■ **Given request**: Write out every one of the records below without changing a word.

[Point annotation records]
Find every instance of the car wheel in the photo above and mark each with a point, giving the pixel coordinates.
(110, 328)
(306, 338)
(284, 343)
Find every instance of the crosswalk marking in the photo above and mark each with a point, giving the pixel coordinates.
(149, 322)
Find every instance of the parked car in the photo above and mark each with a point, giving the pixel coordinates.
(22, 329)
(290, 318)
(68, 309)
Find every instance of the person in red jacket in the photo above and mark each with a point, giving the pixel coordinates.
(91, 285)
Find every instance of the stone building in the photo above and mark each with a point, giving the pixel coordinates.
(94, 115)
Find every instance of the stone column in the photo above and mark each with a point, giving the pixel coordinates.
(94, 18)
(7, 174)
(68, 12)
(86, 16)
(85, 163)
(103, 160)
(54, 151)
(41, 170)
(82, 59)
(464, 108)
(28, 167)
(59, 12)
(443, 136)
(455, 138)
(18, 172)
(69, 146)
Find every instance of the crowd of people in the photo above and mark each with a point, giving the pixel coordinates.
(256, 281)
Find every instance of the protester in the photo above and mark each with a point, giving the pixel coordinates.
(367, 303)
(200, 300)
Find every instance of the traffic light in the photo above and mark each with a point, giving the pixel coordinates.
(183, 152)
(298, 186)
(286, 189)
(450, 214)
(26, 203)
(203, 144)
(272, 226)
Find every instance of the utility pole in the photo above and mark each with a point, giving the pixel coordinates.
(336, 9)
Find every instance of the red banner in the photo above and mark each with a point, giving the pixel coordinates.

■ **Exercise answer**:
Find every instance of the car wheel in the photo above and mark each with a point, giving the pixel coordinates.
(110, 328)
(306, 338)
(284, 343)
Find every instance of the crosswalk marking in the photo above and mark each with a point, giving the pixel coordinates.
(149, 322)
Find every instance of the parked car in the photo above and mark each with a point, giving the pixel coordinates.
(22, 329)
(290, 318)
(68, 309)
Find every instance of the person in red jacket in the photo above and mark each with a point, giving the pixel coordinates.
(91, 285)
Find every instance of the stone building in the photo above and mark each with a point, giving the pixel coordinates.
(94, 115)
Find every instance of the stone column in the photo above and mark each with a point, giving the pixel coordinates.
(94, 18)
(7, 174)
(68, 12)
(86, 16)
(85, 163)
(103, 160)
(54, 151)
(41, 170)
(82, 59)
(464, 108)
(28, 167)
(59, 12)
(443, 136)
(455, 138)
(18, 172)
(69, 146)
Find every instance of the crowd of people in the photo above and mark each with a point, giving the pixel coordinates.
(256, 281)
Find every instance of the protester in the photo above and mark each with a point, giving the pixel coordinates.
(367, 303)
(200, 300)
Find every instance of the traffic light in the photo above and mark each with a point, giving the pixel coordinates.
(183, 152)
(298, 186)
(286, 189)
(450, 214)
(26, 203)
(203, 144)
(272, 226)
Find every instance of the utility pole in the photo above and mark each with a point, giving the pixel coordinates.
(336, 9)
Find every instance of the red banner in the photo above and mark each with a point, giving the pixel coordinates.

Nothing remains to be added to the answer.